Stored data entries
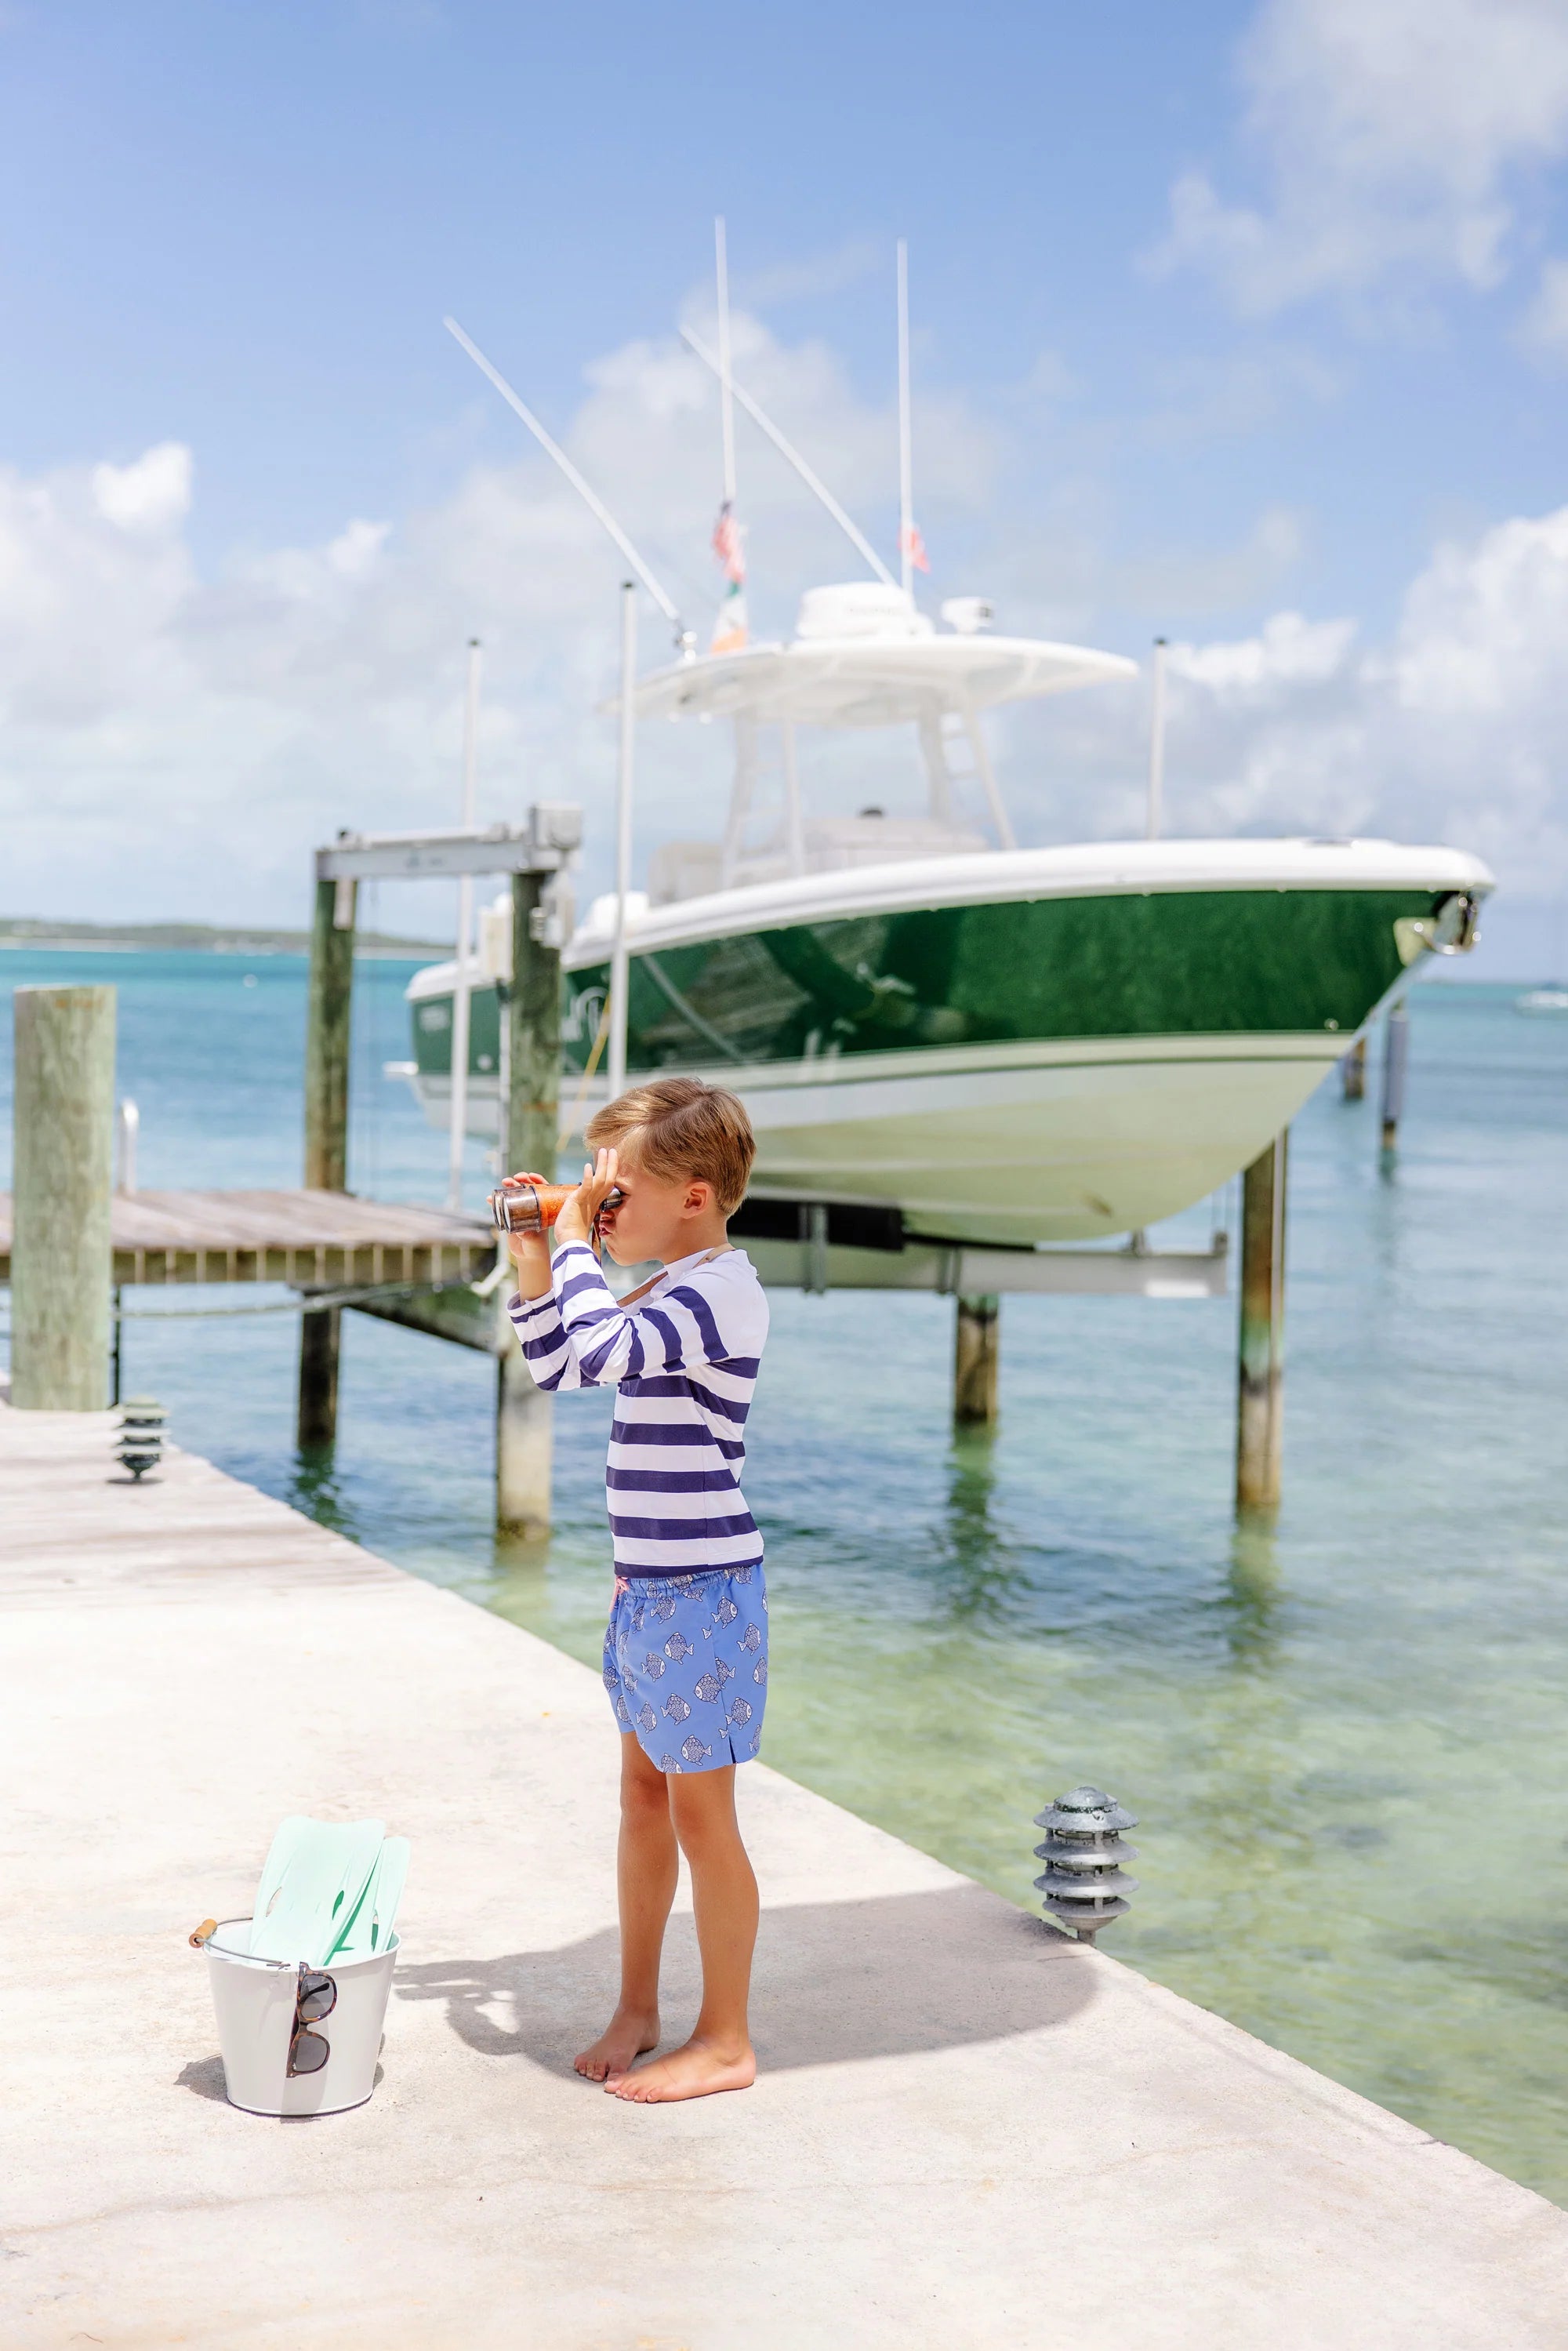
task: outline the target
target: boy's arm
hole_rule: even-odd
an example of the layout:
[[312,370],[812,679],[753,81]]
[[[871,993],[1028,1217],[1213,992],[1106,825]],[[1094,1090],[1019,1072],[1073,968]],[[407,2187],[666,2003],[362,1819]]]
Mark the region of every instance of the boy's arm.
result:
[[[699,1276],[688,1275],[653,1304],[629,1314],[616,1304],[585,1242],[563,1241],[551,1265],[564,1334],[585,1386],[613,1387],[622,1380],[696,1371],[705,1364],[756,1376],[766,1321],[756,1327],[754,1312],[733,1297],[716,1298]],[[723,1330],[720,1313],[728,1326]]]
[[523,1343],[536,1387],[581,1387],[581,1369],[561,1322],[554,1290],[547,1290],[542,1298],[509,1298],[507,1311]]

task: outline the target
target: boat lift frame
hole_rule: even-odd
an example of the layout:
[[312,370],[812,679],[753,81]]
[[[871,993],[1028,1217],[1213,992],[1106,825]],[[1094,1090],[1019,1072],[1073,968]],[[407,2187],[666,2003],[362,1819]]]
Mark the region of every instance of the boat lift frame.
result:
[[[560,948],[550,891],[580,845],[580,810],[540,803],[522,825],[470,831],[340,832],[318,850],[305,1063],[305,1182],[347,1188],[350,1020],[354,925],[362,881],[509,874],[512,977],[498,986],[502,1156],[513,1166],[552,1167],[560,1087]],[[1274,1180],[1276,1154],[1281,1162]],[[1243,1207],[1243,1332],[1237,1494],[1250,1508],[1279,1498],[1280,1334],[1283,1311],[1282,1152],[1270,1144],[1249,1169]],[[1264,1193],[1268,1197],[1264,1199]],[[1257,1197],[1254,1197],[1254,1195]],[[882,1229],[868,1235],[868,1220]],[[956,1301],[954,1414],[986,1423],[997,1413],[998,1301],[1004,1296],[1222,1298],[1228,1237],[1206,1250],[1150,1249],[1141,1233],[1119,1247],[1005,1247],[902,1230],[897,1212],[849,1202],[754,1193],[736,1237],[769,1289],[925,1291]],[[871,1245],[868,1244],[868,1239]],[[525,1537],[550,1521],[551,1400],[534,1385],[506,1312],[502,1259],[473,1285],[428,1291],[372,1289],[342,1303],[496,1358],[496,1515]],[[302,1290],[298,1435],[331,1442],[337,1426],[341,1304]]]

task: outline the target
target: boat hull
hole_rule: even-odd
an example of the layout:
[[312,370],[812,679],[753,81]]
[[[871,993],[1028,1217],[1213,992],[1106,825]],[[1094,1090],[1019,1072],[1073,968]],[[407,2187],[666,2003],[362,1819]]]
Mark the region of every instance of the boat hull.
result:
[[[746,1103],[754,1196],[897,1207],[914,1232],[1029,1244],[1135,1230],[1204,1198],[1289,1124],[1337,1058],[1321,1037],[1242,1037],[695,1074]],[[446,1081],[414,1082],[444,1124]],[[572,1092],[569,1150],[604,1099],[597,1080]],[[470,1096],[472,1131],[492,1143],[497,1104],[493,1080]]]
[[[1452,852],[1385,847],[1335,869],[1316,844],[1252,845],[1224,869],[1239,846],[1211,853],[1218,886],[1172,843],[1125,852],[1110,878],[1085,879],[1071,852],[955,861],[946,903],[928,868],[888,867],[819,887],[837,904],[809,906],[796,883],[659,910],[632,945],[628,1074],[734,1088],[764,1197],[897,1207],[944,1238],[1135,1230],[1254,1159],[1457,892],[1490,879]],[[581,1072],[608,977],[587,943],[569,955],[573,1139],[602,1099]],[[439,1122],[438,1048],[416,1084]],[[471,1085],[471,1124],[493,1138],[494,1077]]]

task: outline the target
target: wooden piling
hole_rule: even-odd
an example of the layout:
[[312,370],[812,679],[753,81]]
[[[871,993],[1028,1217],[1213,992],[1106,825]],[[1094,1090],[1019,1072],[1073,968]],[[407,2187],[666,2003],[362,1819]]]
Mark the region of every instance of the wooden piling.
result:
[[496,1531],[532,1541],[548,1535],[555,1463],[555,1398],[535,1385],[507,1313],[515,1284],[497,1300]]
[[1278,1135],[1242,1178],[1236,1390],[1236,1505],[1242,1510],[1273,1510],[1280,1501],[1288,1156],[1289,1136]]
[[1358,1037],[1339,1065],[1340,1085],[1346,1102],[1364,1101],[1366,1094],[1366,1039]]
[[960,1298],[953,1326],[953,1417],[967,1426],[997,1416],[1000,1301]]
[[305,1185],[349,1181],[349,1019],[354,995],[357,882],[318,882],[305,1012]]
[[[354,995],[356,882],[316,884],[310,933],[310,987],[305,1014],[305,1183],[341,1192],[349,1180],[349,1037]],[[302,1317],[299,1326],[301,1446],[330,1445],[338,1433],[336,1307]]]
[[[553,876],[512,876],[512,977],[507,989],[507,1172],[555,1176],[560,1118],[560,947],[548,935]],[[537,918],[537,919],[536,919]],[[536,931],[547,935],[537,938]]]
[[112,987],[19,987],[11,1401],[101,1412],[109,1391],[114,1181]]
[[1389,1009],[1383,1030],[1383,1132],[1381,1149],[1392,1159],[1405,1115],[1405,1071],[1410,1058],[1410,1008],[1403,999]]
[[338,1434],[338,1351],[342,1332],[340,1306],[323,1306],[299,1318],[299,1411],[295,1436],[301,1452],[330,1445]]
[[[553,1178],[560,1117],[560,945],[554,935],[550,877],[512,876],[512,977],[507,990],[507,1101],[502,1157]],[[497,1298],[496,1527],[537,1538],[549,1531],[555,1399],[535,1385],[506,1311],[513,1284]]]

* Required action *
The records above are to be restated word for word, with every picture left out.

* Answer space *
task: outline the target
target: boy's arm
hole_rule: even-odd
an example of the layout:
[[312,370],[812,679],[753,81]]
[[[871,993],[1028,1217],[1213,992],[1106,825]],[[1094,1090],[1019,1072],[1073,968]],[[407,2187],[666,2003],[362,1819]]]
Mark the region of every instance of the boy's arm.
result:
[[[699,1276],[688,1275],[653,1304],[629,1314],[616,1304],[585,1242],[563,1241],[551,1265],[564,1334],[585,1386],[613,1387],[622,1380],[696,1371],[705,1364],[756,1376],[766,1321],[756,1327],[754,1312],[733,1297],[716,1298]],[[723,1330],[720,1313],[728,1326]]]
[[523,1343],[536,1387],[581,1387],[581,1369],[561,1322],[554,1290],[547,1290],[542,1298],[509,1298],[507,1311]]

task: outline the target
target: boat lift frame
hole_rule: even-odd
an example of the layout:
[[312,370],[812,679],[753,81]]
[[[871,993],[1028,1217],[1213,992],[1106,825]],[[1094,1090],[1019,1072],[1073,968]],[[407,2187],[666,2003],[362,1819]]]
Mark the region of every instance of the boat lift frame.
result:
[[[560,948],[550,891],[580,845],[580,810],[540,803],[522,825],[470,831],[340,832],[318,850],[305,1063],[305,1182],[347,1188],[350,1020],[354,925],[362,881],[509,874],[512,977],[498,986],[502,1156],[513,1166],[552,1167],[560,1087]],[[1274,1180],[1276,1154],[1281,1162]],[[1243,1207],[1243,1332],[1237,1494],[1250,1508],[1279,1498],[1280,1334],[1283,1311],[1282,1152],[1270,1144],[1249,1169]],[[1264,1193],[1268,1197],[1264,1199]],[[1257,1197],[1254,1197],[1254,1195]],[[882,1229],[868,1235],[868,1220]],[[956,1301],[954,1414],[986,1423],[997,1413],[998,1301],[1004,1296],[1222,1298],[1228,1237],[1206,1250],[1150,1249],[1141,1233],[1119,1247],[1005,1247],[902,1230],[897,1212],[849,1202],[754,1193],[736,1237],[769,1289],[925,1291]],[[871,1245],[868,1244],[868,1239]],[[525,1537],[550,1521],[551,1400],[534,1385],[506,1312],[502,1259],[473,1285],[428,1291],[372,1289],[342,1303],[496,1358],[496,1515]],[[302,1290],[298,1435],[331,1442],[337,1426],[341,1304]]]

task: outline the target
target: boat hull
hole_rule: even-odd
an example of the layout:
[[312,370],[812,679],[753,81]]
[[[871,993],[1028,1217],[1213,992],[1106,825]],[[1094,1090],[1019,1072],[1073,968]],[[407,2187],[666,2003],[362,1819]]]
Mark the region of every instance of the boat hull.
result:
[[[746,1103],[754,1196],[897,1207],[914,1232],[1029,1244],[1135,1230],[1204,1198],[1289,1124],[1337,1058],[1321,1037],[1242,1037],[695,1074]],[[446,1081],[414,1082],[444,1124]],[[572,1092],[569,1150],[604,1099],[597,1080]],[[470,1096],[472,1131],[492,1143],[497,1104],[493,1080]]]
[[[1452,852],[1385,847],[1335,869],[1316,844],[1252,845],[1224,869],[1239,846],[1211,853],[1218,886],[1172,843],[1125,852],[1110,878],[1085,879],[1071,852],[955,861],[946,903],[928,868],[888,867],[819,887],[837,904],[809,906],[796,883],[659,910],[632,945],[628,1074],[734,1088],[764,1197],[897,1207],[944,1238],[1135,1230],[1254,1159],[1457,892],[1490,879]],[[581,1072],[608,977],[587,943],[569,955],[573,1139],[602,1099]],[[439,1122],[438,1048],[416,1084]],[[471,1085],[471,1124],[493,1138],[494,1077]]]

task: outline the target
target: wooden piling
hole_rule: even-odd
an example of the layout:
[[312,370],[812,679],[753,81]]
[[[871,993],[1028,1217],[1213,992],[1106,825]],[[1094,1090],[1019,1072],[1073,968]],[[407,2187],[666,2003],[362,1819]]]
Mark the region of every instance of the wooden piling.
result:
[[496,1531],[532,1541],[548,1535],[555,1463],[555,1398],[535,1385],[507,1313],[515,1284],[497,1300]]
[[1278,1135],[1242,1178],[1236,1390],[1236,1505],[1242,1510],[1273,1510],[1280,1501],[1288,1156],[1289,1136]]
[[1358,1037],[1339,1065],[1340,1085],[1346,1102],[1364,1101],[1366,1094],[1366,1039]]
[[960,1298],[953,1326],[953,1417],[967,1426],[997,1416],[1000,1301]]
[[305,1185],[349,1181],[349,1019],[354,995],[357,882],[318,882],[305,1012]]
[[[354,995],[356,882],[316,884],[310,933],[310,987],[305,1014],[305,1183],[341,1192],[349,1180],[349,1037]],[[302,1317],[299,1326],[301,1446],[330,1445],[338,1433],[336,1307]]]
[[[553,876],[512,876],[512,977],[507,989],[507,1172],[555,1176],[560,1118],[560,947],[548,935]],[[537,918],[537,919],[536,919]],[[536,931],[547,935],[537,938]]]
[[112,987],[19,987],[11,1401],[101,1412],[109,1391],[114,1181]]
[[1389,1009],[1383,1030],[1383,1132],[1381,1149],[1392,1159],[1405,1115],[1405,1071],[1410,1058],[1410,1008],[1403,999]]
[[338,1434],[338,1351],[342,1332],[340,1306],[323,1306],[299,1318],[299,1411],[295,1436],[301,1452],[330,1445]]
[[[553,1178],[560,1117],[560,945],[554,935],[550,877],[512,876],[512,977],[507,990],[507,1101],[502,1157]],[[497,1298],[496,1527],[537,1538],[549,1531],[555,1399],[535,1385],[506,1311],[513,1284]]]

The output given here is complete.